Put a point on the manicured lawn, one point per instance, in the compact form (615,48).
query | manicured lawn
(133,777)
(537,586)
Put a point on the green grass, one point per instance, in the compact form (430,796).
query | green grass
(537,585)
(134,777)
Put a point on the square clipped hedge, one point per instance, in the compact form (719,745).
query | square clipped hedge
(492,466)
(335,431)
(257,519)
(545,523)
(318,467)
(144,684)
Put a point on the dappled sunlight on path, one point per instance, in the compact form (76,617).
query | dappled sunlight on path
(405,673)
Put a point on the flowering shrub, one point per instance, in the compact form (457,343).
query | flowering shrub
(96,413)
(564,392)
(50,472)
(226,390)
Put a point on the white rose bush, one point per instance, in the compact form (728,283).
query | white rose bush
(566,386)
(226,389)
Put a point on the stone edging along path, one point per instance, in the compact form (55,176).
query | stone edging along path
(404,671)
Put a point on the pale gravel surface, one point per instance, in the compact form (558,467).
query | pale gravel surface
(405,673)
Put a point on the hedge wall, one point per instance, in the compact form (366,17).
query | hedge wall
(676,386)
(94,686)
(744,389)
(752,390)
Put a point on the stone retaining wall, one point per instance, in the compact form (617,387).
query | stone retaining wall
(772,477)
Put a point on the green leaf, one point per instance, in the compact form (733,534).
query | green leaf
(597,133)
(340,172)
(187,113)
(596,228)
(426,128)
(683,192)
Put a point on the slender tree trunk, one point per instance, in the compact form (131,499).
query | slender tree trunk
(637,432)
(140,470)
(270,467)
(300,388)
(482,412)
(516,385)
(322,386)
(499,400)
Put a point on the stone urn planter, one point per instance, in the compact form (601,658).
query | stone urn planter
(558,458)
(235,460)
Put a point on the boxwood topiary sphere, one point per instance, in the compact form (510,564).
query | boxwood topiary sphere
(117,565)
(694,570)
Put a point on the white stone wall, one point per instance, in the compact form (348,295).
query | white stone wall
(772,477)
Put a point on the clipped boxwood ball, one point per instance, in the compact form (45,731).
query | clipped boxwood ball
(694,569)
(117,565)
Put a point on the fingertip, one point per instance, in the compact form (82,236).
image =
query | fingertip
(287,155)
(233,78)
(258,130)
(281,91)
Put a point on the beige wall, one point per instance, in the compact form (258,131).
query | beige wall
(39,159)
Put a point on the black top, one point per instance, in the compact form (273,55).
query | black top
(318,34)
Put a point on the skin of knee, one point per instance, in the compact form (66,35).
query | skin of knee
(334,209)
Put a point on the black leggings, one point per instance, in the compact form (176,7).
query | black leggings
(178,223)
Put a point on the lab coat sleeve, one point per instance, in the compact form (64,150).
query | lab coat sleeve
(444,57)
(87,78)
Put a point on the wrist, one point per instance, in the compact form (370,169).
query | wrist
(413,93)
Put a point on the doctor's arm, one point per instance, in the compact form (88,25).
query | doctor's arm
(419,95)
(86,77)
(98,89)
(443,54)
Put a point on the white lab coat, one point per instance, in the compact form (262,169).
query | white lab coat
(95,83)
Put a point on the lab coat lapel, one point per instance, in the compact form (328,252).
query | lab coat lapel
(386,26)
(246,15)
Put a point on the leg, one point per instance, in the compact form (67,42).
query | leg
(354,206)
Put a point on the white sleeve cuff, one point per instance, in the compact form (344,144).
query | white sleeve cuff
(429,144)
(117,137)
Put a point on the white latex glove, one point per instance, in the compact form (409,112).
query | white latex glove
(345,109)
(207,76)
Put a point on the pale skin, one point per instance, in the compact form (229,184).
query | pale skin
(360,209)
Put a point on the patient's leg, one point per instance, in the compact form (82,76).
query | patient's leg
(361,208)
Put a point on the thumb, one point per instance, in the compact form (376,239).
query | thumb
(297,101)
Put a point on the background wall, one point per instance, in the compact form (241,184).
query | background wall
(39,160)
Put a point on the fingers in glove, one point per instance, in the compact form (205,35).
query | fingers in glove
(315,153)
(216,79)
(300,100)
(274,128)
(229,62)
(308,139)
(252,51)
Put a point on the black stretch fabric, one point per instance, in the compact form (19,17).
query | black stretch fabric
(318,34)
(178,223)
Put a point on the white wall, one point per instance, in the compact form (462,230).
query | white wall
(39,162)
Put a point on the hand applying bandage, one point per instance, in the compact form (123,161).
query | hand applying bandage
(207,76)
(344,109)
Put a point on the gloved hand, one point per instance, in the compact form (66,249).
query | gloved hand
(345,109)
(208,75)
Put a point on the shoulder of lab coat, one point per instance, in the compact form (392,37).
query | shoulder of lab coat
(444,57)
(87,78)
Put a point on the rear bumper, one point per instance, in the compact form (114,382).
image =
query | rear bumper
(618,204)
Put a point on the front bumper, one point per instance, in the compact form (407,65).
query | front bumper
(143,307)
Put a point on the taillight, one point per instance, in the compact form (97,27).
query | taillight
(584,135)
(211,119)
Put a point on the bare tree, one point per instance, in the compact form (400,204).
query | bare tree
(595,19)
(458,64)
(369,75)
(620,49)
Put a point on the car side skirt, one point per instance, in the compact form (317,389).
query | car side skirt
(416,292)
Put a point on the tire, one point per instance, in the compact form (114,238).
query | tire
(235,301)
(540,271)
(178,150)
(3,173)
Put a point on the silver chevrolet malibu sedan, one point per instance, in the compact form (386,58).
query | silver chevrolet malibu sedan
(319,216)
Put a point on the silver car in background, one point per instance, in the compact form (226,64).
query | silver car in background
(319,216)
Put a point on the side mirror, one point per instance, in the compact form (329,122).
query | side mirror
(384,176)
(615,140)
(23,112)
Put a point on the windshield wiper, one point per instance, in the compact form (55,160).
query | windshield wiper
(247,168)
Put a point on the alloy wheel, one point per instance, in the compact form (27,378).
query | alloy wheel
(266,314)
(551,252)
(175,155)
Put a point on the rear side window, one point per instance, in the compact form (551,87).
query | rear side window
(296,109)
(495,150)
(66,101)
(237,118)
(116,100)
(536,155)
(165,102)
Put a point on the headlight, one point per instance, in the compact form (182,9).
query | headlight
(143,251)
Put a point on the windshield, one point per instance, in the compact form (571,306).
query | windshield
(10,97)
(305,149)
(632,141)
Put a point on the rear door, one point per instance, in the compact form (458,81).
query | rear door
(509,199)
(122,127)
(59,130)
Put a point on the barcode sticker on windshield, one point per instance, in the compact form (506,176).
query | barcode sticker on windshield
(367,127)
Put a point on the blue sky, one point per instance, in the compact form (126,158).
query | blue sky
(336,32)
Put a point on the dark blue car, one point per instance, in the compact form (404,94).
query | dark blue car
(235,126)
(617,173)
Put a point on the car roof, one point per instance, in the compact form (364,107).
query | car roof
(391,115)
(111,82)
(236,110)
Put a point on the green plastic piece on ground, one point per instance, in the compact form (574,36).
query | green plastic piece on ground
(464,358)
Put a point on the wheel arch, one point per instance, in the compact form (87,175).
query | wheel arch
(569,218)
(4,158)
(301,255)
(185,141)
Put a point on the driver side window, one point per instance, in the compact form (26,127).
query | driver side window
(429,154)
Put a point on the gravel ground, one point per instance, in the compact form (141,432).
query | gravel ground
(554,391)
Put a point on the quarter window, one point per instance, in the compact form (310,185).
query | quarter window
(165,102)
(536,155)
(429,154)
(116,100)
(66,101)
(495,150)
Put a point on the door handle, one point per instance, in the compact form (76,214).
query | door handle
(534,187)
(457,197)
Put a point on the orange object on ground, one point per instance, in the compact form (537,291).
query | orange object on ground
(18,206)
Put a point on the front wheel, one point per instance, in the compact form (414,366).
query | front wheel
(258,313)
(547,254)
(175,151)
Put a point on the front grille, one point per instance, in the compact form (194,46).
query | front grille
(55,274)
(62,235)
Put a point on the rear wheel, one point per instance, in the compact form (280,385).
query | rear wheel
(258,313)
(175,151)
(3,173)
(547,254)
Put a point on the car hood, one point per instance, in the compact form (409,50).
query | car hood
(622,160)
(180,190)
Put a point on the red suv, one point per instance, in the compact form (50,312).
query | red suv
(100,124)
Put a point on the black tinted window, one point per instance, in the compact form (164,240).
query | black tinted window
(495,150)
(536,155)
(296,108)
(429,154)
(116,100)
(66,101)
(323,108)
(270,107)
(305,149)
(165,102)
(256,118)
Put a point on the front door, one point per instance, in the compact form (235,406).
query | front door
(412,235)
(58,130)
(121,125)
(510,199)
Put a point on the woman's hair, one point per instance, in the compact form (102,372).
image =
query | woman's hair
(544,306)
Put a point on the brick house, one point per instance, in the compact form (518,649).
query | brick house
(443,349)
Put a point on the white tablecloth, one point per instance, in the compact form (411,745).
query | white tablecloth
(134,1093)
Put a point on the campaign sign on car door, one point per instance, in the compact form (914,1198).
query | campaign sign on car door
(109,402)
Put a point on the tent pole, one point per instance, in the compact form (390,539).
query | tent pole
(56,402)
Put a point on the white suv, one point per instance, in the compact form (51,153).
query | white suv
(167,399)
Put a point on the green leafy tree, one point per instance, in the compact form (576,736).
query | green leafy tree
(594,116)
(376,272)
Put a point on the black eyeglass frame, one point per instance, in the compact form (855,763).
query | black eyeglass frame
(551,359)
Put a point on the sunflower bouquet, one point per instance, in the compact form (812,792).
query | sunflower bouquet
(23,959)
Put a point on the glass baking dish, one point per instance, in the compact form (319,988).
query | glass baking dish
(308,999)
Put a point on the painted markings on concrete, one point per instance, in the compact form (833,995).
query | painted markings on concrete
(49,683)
= = = = = = =
Look above for the line containing "Put a point on the front door, one", then transcribe it and all lines after it through the last, exactly and with nothing else.

Put a point on the front door, one point per instance, in the compact form (235,406).
query | front door
(412,235)
(58,130)
(121,125)
(510,199)
Put a point on the woman's hair, one point per instance, in the compact form (102,372).
image =
query | woman's hair
(544,306)
Put a point on the brick house, one point per instance, in the compact form (518,649).
query | brick house
(443,349)
Put a point on the white tablecloth, one point per instance, in the compact form (411,745).
query | white tablecloth
(134,1093)
Put a point on the campaign sign on car door, one point per instance, in the compact form (914,1198).
query | campaign sign on car door
(109,402)
Put a point on the tent pole, one point per instance, in the compact form (390,539).
query | tent pole
(56,402)
Put a point on the white suv, one point per instance, in the compact form (51,153).
query | white suv
(167,399)
Put a point on the green leafy tree, one point per instance, in the compact form (576,736).
query | green leafy tree
(594,116)
(376,272)
Put a point on the black eyeglass frame, one point per instance, in the compact form (855,763).
query | black eyeglass frame
(551,359)
Put a point on the sunflower bouquet, one point per instance, in the compact form (812,792).
query | sunflower bouquet
(23,959)
Put a point on the glass baking dish, one point per instance, in the compact form (319,988).
query | glass baking dish
(308,999)
Put a point on the painted markings on concrete, one point per instance, in the compact form (833,995).
query | painted markings on concrete
(49,683)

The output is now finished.